> _Records for the task_
-------------------------

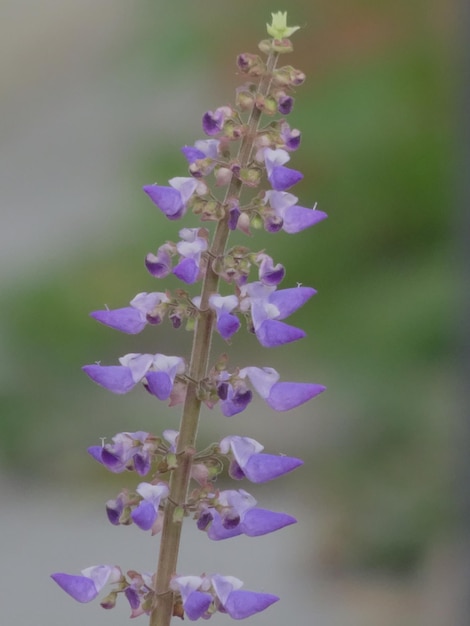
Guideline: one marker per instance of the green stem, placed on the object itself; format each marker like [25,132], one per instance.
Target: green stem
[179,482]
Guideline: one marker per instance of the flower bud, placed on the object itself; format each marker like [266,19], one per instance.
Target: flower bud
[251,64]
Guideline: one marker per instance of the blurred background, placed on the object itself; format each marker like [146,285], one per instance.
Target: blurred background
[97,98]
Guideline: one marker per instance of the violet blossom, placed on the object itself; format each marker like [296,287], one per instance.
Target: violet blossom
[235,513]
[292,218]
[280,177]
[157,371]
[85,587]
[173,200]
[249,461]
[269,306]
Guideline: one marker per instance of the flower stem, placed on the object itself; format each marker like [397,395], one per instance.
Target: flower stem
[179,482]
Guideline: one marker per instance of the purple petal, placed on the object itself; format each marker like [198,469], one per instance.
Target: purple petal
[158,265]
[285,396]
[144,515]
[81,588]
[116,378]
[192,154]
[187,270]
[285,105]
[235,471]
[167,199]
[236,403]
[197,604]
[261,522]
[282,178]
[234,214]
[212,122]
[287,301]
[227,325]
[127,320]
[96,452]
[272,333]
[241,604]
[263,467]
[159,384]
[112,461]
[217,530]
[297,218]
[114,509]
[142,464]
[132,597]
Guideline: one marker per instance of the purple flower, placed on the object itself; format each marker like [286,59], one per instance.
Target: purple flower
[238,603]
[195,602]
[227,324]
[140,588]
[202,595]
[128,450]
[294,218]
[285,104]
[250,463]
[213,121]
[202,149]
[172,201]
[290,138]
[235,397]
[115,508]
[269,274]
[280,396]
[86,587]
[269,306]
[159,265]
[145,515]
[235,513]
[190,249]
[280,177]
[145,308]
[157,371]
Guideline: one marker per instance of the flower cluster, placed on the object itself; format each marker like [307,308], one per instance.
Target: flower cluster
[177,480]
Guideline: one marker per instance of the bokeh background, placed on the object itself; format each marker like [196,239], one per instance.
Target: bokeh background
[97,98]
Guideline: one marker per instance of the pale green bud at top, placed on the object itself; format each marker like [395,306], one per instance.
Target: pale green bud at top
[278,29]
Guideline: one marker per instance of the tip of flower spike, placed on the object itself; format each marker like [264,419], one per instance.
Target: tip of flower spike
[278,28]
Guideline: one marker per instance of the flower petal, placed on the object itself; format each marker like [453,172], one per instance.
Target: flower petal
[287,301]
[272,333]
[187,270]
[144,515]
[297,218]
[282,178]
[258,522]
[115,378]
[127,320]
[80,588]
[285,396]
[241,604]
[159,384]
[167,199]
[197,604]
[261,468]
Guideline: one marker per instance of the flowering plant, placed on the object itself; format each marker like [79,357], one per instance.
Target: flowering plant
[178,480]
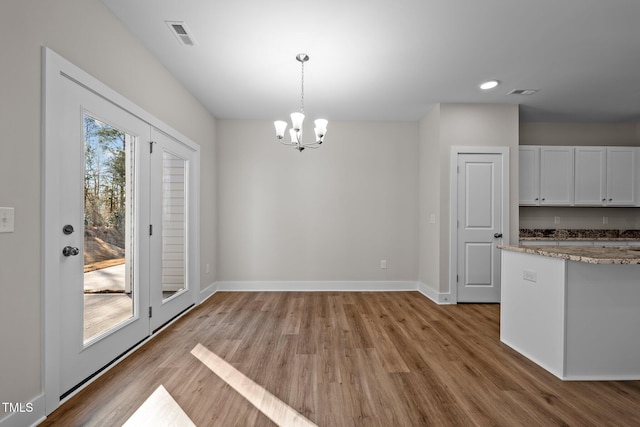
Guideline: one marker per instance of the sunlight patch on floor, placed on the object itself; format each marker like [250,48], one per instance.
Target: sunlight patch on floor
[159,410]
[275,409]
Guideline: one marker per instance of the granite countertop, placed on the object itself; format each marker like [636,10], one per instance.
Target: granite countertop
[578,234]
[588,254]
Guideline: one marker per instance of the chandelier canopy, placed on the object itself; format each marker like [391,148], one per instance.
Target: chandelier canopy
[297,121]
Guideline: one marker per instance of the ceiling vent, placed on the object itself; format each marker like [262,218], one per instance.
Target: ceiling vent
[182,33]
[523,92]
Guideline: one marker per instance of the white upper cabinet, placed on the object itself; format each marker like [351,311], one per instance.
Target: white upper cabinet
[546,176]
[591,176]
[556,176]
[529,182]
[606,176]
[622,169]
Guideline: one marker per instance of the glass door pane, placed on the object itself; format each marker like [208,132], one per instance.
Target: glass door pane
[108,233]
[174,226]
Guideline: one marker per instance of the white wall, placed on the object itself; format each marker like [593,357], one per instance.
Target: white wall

-------------------------

Copy out exactly the lines between the line with "Guideline: one marker per instance of the granite" and the last line of the entries, counting both of those lines.

> _Solution to this problem_
Guideline: one marker per instance of the granite countertop, placed on the object itself; format each marker like [636,10], one per instance.
Target: granite countertop
[578,234]
[588,254]
Guideline: one marker per instance of the chandelier canopy, placed on the object itself; format each marker like [391,148], one per instance.
Target: chandelier canopy
[297,121]
Guideline: one marker per instance of the ceiling vent, placed on the object itself; format each marker like [262,218], one per instance.
Target: ceiling vent
[182,33]
[523,92]
Guideline: one marker per instance of the white upper cabinet, placed on the object itself; format each marker like [351,311], one per instance.
Target: white upper cabinet
[546,176]
[591,176]
[556,176]
[529,182]
[606,176]
[622,169]
Guideline: one marker per instance of the glass door pane, placed on the object itself; format each marker like [208,132], one per instance.
Target: glass door pane
[108,233]
[174,226]
Guideline: one marker per instance of the white wall, placed on the object itself; format each marker like [593,357], one per instance.
Target: white wall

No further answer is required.